## Begin Supplied records

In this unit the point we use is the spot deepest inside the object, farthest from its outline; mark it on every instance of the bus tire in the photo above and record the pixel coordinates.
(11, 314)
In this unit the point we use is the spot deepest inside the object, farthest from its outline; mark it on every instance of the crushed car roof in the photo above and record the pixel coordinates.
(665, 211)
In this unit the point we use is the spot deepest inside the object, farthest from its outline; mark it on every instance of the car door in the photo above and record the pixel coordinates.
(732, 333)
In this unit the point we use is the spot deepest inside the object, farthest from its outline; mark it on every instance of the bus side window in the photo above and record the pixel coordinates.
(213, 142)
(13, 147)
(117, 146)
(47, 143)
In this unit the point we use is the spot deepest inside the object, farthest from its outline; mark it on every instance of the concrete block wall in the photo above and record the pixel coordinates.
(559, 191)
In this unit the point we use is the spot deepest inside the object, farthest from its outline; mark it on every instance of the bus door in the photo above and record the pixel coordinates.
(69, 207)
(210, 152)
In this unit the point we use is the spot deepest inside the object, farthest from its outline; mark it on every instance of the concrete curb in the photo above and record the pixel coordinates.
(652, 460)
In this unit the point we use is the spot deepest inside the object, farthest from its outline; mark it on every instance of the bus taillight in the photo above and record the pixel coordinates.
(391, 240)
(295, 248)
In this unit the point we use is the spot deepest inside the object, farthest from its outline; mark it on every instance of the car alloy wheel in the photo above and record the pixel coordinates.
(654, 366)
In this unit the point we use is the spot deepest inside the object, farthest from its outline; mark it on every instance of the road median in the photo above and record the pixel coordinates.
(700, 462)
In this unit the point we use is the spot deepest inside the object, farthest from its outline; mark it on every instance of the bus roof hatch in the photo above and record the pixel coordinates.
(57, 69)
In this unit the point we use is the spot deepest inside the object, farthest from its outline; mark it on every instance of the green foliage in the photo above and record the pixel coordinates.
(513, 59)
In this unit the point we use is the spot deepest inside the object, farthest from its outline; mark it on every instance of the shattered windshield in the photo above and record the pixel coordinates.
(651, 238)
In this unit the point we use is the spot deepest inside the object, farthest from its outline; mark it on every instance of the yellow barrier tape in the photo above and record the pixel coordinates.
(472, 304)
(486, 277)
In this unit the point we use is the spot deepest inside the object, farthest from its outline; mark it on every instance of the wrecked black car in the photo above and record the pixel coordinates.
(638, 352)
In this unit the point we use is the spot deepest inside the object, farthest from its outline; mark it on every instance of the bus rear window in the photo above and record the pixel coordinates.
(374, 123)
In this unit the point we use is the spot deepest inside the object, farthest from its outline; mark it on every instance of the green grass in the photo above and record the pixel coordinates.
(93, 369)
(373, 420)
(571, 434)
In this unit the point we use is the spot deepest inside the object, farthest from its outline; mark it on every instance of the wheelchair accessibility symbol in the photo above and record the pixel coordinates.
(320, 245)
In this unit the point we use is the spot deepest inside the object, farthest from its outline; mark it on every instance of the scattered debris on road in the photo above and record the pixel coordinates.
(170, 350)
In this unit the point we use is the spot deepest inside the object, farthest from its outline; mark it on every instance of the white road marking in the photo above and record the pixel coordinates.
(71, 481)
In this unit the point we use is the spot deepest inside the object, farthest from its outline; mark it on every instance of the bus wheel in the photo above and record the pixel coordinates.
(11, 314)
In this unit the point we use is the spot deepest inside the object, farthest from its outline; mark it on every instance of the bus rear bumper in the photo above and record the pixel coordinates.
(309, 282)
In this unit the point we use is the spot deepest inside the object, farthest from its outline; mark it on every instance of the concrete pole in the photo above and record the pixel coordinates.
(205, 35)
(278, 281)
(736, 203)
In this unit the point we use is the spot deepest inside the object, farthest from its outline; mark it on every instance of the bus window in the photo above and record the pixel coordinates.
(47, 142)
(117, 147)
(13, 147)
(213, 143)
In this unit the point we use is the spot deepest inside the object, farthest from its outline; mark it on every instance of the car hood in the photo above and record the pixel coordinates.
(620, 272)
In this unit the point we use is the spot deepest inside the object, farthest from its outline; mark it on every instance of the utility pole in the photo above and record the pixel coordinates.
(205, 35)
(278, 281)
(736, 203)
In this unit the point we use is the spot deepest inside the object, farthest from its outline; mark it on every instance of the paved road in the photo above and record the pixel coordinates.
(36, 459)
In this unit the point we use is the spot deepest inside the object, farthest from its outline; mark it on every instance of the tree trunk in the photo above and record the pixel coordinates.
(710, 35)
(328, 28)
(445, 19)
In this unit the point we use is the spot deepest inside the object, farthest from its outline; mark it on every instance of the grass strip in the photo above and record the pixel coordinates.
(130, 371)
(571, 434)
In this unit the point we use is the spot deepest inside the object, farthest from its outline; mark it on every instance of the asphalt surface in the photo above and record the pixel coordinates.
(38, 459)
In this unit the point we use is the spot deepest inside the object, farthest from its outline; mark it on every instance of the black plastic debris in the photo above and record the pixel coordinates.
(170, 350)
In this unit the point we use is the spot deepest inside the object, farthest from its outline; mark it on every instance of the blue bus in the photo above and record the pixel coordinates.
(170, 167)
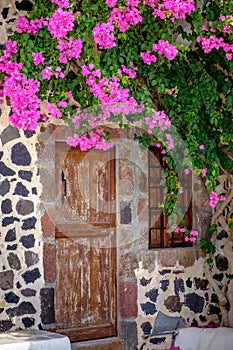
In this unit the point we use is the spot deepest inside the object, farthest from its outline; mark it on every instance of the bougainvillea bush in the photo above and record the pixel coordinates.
(166, 62)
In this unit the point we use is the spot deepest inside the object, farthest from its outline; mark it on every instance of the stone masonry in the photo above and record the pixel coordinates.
(175, 283)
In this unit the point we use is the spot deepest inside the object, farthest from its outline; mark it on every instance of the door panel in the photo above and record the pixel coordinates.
(85, 293)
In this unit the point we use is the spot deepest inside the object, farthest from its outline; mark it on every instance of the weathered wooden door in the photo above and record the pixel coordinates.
(85, 292)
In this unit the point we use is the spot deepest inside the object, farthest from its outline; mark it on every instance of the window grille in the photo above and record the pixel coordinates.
(158, 235)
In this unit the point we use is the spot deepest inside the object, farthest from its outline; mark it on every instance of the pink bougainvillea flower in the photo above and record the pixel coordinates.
(61, 23)
(53, 110)
(213, 199)
(103, 35)
(111, 3)
(37, 58)
(147, 57)
(46, 73)
(204, 172)
(62, 3)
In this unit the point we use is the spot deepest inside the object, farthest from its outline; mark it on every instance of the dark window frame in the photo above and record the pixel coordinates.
(165, 239)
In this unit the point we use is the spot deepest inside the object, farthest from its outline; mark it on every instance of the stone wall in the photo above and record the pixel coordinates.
(176, 282)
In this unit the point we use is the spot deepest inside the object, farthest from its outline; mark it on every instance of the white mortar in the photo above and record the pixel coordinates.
(193, 338)
(33, 340)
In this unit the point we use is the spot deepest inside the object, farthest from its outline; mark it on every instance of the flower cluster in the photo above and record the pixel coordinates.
(124, 19)
(214, 199)
(61, 23)
(163, 47)
(23, 25)
(158, 120)
(61, 3)
(87, 141)
(102, 34)
(37, 58)
(191, 236)
(53, 110)
(69, 49)
(25, 105)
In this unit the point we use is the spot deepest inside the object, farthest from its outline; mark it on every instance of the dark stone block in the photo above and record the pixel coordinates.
(203, 318)
(14, 261)
(148, 308)
(21, 190)
(194, 302)
(11, 235)
(218, 276)
(47, 305)
(18, 285)
(126, 214)
(5, 325)
(201, 283)
(6, 280)
(31, 276)
(9, 220)
(28, 241)
(128, 332)
(221, 235)
(189, 283)
(5, 171)
(5, 12)
(157, 341)
(24, 207)
(164, 323)
(164, 272)
(31, 258)
(28, 292)
(20, 155)
(4, 187)
(178, 286)
(34, 190)
(28, 322)
(24, 308)
(146, 328)
(152, 295)
(29, 224)
(213, 310)
(173, 303)
(6, 206)
(29, 133)
(9, 134)
(144, 282)
(12, 298)
(164, 285)
(214, 298)
(221, 262)
(24, 5)
(194, 323)
(25, 175)
(12, 247)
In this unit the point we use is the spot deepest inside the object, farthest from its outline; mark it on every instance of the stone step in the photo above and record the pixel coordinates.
(99, 344)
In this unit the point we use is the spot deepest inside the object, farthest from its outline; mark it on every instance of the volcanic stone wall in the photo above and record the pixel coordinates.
(169, 284)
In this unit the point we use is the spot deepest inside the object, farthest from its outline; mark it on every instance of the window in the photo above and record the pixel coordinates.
(158, 235)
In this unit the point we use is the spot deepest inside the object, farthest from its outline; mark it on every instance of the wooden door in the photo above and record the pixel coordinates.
(85, 292)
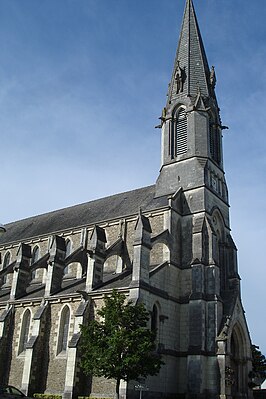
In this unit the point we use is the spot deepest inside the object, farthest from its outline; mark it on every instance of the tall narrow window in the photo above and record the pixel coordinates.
(68, 252)
(35, 254)
(181, 132)
(25, 330)
(215, 142)
(154, 319)
(35, 257)
(5, 264)
(68, 247)
(63, 331)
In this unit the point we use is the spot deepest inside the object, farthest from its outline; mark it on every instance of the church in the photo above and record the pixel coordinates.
(168, 245)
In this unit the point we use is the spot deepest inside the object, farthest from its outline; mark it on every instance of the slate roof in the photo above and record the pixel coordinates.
(36, 291)
(89, 213)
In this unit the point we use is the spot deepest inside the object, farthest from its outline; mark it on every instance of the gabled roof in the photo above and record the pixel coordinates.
(90, 213)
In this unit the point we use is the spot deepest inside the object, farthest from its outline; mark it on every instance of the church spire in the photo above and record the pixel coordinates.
(191, 73)
(190, 121)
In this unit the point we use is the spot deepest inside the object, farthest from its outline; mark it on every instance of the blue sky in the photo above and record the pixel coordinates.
(82, 84)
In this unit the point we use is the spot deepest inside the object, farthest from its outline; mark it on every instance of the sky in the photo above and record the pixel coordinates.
(82, 84)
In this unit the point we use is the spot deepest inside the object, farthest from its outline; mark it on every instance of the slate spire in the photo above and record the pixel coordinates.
(191, 73)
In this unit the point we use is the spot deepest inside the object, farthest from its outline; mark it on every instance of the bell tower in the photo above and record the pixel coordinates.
(191, 155)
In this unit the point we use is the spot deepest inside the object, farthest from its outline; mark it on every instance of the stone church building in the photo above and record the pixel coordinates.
(168, 245)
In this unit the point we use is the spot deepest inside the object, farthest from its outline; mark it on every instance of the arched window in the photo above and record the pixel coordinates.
(5, 265)
(214, 142)
(68, 252)
(68, 247)
(25, 330)
(35, 257)
(6, 260)
(35, 254)
(181, 132)
(63, 330)
(154, 319)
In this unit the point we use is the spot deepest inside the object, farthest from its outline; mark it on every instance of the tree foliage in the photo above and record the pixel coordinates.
(258, 373)
(258, 361)
(118, 345)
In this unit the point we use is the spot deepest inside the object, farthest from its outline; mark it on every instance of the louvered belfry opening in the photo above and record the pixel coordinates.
(181, 132)
(215, 145)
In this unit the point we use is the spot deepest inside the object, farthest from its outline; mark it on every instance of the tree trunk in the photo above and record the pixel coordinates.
(117, 388)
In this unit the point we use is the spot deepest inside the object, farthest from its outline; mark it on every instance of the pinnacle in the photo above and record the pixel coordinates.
(191, 73)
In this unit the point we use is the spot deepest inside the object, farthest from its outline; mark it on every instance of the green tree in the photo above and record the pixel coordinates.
(118, 345)
(258, 373)
(258, 361)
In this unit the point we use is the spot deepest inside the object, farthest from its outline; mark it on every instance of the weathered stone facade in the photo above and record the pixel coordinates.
(168, 246)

## End Supplied records

▶ **Exercise prompt**:
Give the stretch from the line containing "of the pinnacle" through the end of the entries as a Markdown table with the columns Row and Line. Number each line and leave out blank lines.

▶ **Response to the exercise**:
| Row | Line |
|---|---|
| 1 | In this unit the point we use is the spot deepest inside the object, farthest from its outline; mark it on every instance of the pinnacle in the photo above and record the pixel coordinates. |
| 2 | (191, 73) |
| 3 | In this unit the point we use is the spot deepest inside the object, farthest from its outline; mark it on every instance of the green tree in the photo above and record the pixel coordinates. |
| 4 | (118, 345) |
| 5 | (258, 373) |
| 6 | (258, 361) |
| 7 | In this unit the point we use is the spot deepest inside the object, farthest from its outline; mark it on every instance of the weathered stone facade in the photo above and record the pixel coordinates. |
| 8 | (168, 246) |